AIM OF THE TASK —
Can you reproduce the material below word for word, keeping every line unchanged?

══ DATA TO USE

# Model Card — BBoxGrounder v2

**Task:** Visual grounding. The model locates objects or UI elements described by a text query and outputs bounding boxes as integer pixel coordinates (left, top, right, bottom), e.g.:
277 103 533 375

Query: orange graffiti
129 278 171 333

════

EXERCISE SOLUTION —
# Model Card — BBoxGrounder v2

**Task:** Visual grounding. The model locates objects or UI elements described by a text query and outputs bounding boxes as integer pixel coordinates (left, top, right, bottom), e.g.:
277 103 533 375

Query: orange graffiti
129 278 171 333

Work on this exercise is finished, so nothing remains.